Excerpt:
========
CCNA Skills Practice
This practice example includes many skills from CCENT exam topics and a good sampling of skills from the CCNA exam topics.
Introduction
In this comprehensive CCNA skills activity, the XYZ Corporation uses a combination of Frame Relay and PPP for WAN connections. The HQ router provides access to the server farm and the Internet through Network Address Translation (NAT). HQ also uses a basic firewall access control list (ACL) to filter inbound traffic. B1 is configured for inter-VLAN routing and Dynamic Host Configuration Protocol (DHCP). The switches attached to B1 are configured with port security, virtual LANs (VLANs), VLAN Trunking Protocol (VTP), and Spanning Tree Protocol (STP). Routing is achieved through EIGRP and static and default routes. Your job is to successfully implement all these technologies, leveraging what you have learned during your CCNA studies.
You are responsible for configuring HQ and the branch routers B1, B2, and B3. Assume that routers and switches under your administration have no configuration.
Topology Diagram
Figure 1-1 shows the topology for this CCNA Skills Review.
Addressing Table
Table 1-1 shows the addressing scheme for the network shown in Figure 1-1.
VLAN Configuration and Port Mappings
Table 1-2 shows the VLAN configuration information for the B1-S2 switch, including names, subnets, and port mappings.
ISP Configuration
If you choose to configure this network on real equipment or a network simulator, use the script in Example 1-1 to configure ISP.
hostname ISP
!
username HQ password ciscochap
!
interface FastEthernet0/0
description Link to Outside Host
ip address 209.165.202.129 255.255.255.252
no shutdown
!
interface FastEthernet0/1
description Link to Cisco web server
ip address 209.165.202.133 255.255.255.252
no shutdown
!
interface Serial0/0/0
ip address 209.165.201.2 255.255.255.252
encapsulation ppp
ppp authentication chap
clock rate 64000
no shutdown
!
ip route 209.165.200.240 255.255.255.248 Serial0/0/0
!
end
copy run start
Task 1: Configure Frame Relay in a Hub-and-Spoke Topology
Step 1 Configure the Frame Relay core.
Use Table 1-1 and the following requirements:
HQ is the hub router. B1, B2, and B3 are the spokes.
HQ uses a point-to-point subinterface for each of the Branch routers.
B3 must be manually configured to use IETF encapsulation.
The LMI type must be manually configured as Q933A for HQ, B1, and B2. B3 uses ANSI.
Step 2 Configure the LAN interface on HQ.
Step 3 Verify that HQ can ping each of the branch routers.
========
Data listing:

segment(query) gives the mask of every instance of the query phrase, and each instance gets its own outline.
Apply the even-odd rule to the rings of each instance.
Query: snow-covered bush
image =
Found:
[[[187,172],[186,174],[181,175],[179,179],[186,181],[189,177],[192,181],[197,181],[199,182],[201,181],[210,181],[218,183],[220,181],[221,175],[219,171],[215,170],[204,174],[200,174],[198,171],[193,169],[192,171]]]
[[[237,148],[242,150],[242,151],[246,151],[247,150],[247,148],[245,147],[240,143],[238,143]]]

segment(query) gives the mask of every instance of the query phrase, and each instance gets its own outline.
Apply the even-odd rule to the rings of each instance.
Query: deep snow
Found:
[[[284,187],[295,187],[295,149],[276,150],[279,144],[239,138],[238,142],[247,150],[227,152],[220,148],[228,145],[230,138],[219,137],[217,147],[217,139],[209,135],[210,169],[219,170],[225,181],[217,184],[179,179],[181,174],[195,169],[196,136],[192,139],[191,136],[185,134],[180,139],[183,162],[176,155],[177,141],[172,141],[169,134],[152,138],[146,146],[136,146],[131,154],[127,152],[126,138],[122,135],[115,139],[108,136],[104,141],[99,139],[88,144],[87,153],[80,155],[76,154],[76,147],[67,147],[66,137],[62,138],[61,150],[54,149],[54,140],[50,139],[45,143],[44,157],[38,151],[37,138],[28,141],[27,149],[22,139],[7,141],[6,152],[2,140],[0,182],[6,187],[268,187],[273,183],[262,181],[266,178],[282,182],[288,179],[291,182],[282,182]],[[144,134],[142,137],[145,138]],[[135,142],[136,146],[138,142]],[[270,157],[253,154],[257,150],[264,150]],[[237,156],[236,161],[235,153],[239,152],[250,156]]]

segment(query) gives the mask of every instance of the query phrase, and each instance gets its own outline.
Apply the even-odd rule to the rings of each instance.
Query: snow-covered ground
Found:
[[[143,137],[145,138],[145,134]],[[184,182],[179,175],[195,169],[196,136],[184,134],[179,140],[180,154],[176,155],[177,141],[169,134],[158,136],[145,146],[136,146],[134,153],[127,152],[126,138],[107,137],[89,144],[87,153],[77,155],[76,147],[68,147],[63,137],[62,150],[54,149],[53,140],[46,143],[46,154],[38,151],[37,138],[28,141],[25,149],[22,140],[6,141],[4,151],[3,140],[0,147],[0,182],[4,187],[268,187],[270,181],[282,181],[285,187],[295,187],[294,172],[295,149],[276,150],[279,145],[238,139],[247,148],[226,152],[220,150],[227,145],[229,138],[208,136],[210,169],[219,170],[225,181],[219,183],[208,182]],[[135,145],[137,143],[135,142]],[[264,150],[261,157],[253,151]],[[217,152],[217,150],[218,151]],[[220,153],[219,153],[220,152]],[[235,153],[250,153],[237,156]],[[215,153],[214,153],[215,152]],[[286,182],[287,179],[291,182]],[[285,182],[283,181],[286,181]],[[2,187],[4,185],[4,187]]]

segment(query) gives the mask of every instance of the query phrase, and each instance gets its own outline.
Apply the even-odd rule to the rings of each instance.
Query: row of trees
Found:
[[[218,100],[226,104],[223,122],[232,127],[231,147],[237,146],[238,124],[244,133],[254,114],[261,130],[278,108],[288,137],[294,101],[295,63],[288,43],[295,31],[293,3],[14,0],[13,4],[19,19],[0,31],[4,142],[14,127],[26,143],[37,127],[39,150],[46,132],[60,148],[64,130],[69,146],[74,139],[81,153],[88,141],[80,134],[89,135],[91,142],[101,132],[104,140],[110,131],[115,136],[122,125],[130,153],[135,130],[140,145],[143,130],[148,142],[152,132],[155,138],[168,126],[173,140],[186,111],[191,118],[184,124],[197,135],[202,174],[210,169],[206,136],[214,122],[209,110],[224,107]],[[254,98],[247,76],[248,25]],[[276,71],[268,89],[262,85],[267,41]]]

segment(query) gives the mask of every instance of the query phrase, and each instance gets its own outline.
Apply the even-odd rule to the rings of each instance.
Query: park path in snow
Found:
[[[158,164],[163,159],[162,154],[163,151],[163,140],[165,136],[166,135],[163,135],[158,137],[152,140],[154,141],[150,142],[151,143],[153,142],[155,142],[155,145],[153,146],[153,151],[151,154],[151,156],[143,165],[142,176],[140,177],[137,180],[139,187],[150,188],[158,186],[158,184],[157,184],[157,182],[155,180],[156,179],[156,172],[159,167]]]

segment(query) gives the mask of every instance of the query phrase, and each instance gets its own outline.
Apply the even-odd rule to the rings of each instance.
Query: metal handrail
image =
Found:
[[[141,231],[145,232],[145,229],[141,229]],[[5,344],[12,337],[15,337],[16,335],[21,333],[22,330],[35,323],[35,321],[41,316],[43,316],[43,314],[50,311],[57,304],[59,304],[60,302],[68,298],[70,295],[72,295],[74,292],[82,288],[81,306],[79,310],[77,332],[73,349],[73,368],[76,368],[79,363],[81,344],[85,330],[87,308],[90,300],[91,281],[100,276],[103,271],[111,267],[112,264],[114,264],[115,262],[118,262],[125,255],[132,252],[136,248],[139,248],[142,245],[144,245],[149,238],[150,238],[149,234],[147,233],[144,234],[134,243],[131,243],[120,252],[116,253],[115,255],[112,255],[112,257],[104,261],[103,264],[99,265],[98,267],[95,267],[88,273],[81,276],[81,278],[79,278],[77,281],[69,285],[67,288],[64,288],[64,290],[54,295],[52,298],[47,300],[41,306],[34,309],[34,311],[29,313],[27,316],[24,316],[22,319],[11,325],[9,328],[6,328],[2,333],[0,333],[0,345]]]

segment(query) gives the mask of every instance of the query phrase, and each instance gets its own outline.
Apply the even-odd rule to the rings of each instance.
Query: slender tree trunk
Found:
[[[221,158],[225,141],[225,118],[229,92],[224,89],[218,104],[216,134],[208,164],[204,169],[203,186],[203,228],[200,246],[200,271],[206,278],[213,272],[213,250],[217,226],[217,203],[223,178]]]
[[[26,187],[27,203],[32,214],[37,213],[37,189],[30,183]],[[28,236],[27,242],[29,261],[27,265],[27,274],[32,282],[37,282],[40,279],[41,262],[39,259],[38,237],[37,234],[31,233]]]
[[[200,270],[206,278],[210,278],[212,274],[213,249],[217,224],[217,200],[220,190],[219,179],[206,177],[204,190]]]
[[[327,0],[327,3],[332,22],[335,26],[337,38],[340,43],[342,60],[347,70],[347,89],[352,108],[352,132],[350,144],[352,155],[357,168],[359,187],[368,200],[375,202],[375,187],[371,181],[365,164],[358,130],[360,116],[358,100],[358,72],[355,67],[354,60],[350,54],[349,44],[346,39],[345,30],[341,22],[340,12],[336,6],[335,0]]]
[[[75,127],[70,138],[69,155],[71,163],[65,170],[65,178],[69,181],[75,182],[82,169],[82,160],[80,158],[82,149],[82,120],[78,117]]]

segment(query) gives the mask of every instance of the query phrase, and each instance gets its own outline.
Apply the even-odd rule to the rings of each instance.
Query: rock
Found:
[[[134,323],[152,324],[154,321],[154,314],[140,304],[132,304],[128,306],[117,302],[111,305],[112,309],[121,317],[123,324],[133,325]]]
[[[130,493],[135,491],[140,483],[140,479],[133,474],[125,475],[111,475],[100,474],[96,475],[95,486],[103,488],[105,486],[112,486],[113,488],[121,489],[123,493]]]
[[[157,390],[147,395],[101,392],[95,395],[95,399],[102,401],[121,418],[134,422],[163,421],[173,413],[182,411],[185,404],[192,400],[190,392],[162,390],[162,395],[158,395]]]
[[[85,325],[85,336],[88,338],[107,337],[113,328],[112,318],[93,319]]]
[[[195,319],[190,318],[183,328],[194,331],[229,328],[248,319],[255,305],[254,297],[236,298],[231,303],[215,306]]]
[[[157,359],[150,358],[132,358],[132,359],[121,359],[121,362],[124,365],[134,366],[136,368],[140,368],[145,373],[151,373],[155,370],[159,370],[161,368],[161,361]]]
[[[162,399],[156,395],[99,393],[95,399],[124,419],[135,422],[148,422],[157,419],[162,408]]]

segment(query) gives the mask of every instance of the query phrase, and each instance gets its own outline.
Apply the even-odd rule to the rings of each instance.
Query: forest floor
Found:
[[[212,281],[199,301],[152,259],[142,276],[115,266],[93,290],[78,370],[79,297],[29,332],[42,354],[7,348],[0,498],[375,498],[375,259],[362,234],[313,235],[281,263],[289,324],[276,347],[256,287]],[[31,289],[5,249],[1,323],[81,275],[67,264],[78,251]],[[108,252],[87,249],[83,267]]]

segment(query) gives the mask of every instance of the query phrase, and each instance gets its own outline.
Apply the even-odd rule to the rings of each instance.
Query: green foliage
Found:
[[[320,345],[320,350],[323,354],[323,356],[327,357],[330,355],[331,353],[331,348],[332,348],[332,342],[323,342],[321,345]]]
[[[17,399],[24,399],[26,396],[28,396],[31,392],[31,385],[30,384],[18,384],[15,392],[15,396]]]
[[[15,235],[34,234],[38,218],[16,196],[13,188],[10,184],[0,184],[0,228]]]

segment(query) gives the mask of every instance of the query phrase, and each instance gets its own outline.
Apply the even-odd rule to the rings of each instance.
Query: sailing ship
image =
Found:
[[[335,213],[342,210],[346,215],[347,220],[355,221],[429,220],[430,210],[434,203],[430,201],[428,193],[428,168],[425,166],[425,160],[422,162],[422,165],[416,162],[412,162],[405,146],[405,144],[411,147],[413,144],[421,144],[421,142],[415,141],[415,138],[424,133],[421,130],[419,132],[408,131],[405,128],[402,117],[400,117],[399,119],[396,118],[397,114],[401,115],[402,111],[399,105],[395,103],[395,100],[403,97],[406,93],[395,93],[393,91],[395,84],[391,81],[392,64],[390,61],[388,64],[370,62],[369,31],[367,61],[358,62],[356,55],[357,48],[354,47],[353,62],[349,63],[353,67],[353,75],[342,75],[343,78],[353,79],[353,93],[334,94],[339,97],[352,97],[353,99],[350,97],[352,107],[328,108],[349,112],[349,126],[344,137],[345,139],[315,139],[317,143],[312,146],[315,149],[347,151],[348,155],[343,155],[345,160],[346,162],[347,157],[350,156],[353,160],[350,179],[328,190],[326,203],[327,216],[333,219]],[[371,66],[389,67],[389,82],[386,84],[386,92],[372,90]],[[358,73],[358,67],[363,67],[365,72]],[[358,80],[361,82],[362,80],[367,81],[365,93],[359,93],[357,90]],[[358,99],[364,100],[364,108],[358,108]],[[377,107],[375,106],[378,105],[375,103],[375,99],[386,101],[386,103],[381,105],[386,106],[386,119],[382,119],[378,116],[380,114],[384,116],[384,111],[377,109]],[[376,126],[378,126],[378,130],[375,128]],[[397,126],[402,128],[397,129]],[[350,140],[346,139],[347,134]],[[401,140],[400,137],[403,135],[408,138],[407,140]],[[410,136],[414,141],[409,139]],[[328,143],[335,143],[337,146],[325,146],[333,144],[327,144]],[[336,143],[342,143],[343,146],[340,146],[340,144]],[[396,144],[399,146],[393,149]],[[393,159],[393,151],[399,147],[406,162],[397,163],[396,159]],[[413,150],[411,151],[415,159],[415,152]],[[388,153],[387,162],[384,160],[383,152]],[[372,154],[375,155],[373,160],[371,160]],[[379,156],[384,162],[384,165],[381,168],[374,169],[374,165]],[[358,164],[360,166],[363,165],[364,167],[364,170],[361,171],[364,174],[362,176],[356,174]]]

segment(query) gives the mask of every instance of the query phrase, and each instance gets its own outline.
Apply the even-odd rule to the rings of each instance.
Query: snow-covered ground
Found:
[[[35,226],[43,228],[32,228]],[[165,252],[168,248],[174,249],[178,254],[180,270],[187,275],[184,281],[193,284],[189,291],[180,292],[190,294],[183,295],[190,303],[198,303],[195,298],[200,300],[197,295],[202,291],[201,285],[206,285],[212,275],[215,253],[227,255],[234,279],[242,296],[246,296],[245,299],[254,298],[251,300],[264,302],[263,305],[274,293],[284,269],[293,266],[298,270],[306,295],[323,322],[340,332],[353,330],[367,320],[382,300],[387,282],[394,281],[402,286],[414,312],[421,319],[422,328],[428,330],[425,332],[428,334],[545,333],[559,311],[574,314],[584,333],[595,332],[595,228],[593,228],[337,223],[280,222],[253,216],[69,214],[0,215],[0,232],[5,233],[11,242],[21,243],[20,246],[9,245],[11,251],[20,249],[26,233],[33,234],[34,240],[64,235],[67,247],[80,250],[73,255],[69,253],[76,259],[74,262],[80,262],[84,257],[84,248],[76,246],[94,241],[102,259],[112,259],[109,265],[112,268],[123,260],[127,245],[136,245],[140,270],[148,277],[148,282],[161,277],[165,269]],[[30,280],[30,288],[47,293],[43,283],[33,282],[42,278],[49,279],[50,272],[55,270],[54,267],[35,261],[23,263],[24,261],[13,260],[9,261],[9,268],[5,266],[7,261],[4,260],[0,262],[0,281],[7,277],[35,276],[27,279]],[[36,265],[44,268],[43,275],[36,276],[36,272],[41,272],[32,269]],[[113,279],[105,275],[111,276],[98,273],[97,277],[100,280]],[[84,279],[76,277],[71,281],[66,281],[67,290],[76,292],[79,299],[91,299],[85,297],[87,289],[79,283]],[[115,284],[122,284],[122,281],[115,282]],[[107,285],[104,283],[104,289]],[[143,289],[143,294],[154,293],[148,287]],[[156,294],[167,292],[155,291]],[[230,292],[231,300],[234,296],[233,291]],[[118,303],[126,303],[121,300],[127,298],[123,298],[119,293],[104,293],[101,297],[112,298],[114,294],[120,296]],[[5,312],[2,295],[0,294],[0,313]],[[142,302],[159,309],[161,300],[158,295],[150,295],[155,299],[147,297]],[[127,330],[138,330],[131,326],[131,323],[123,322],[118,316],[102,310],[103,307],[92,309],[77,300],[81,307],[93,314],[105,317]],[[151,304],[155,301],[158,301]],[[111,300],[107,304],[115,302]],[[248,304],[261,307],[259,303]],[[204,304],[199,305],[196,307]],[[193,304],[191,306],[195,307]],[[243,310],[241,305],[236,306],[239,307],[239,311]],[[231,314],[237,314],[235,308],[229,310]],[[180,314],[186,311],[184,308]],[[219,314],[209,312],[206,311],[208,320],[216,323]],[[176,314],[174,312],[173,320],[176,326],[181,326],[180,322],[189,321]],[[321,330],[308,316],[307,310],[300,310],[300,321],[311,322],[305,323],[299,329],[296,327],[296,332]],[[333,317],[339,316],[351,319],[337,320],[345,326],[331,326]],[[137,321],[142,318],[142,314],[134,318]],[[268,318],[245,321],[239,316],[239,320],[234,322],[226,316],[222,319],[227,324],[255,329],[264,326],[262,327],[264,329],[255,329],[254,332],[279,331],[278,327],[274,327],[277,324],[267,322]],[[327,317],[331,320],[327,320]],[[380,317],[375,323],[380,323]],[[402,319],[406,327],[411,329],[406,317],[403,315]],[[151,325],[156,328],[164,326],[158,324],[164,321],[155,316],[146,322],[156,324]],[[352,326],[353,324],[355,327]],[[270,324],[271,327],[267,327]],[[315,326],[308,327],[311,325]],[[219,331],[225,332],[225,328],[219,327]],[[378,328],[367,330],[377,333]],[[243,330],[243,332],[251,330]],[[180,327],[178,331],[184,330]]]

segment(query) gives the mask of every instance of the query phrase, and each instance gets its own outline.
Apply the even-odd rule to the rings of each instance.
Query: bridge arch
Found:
========
To be done:
**A)** According to the CCNA skills practice, which LMI type does router B3 use?
**B)** Reproduce the stretch of the CCNA skills practice from "B3 must be manually" through "ping each of the branch routers.", word for word.

Solutions to the exercise:
**A)** B3 uses ANSI.

**B)**
B3 must be manually configured to use IETF encapsulation.
The LMI type must be manually configured as Q933A for HQ, B1, and B2. B3 uses ANSI.
Step 2 Configure the LAN interface on HQ.
Step 3 Verify that HQ can ping each of the branch routers.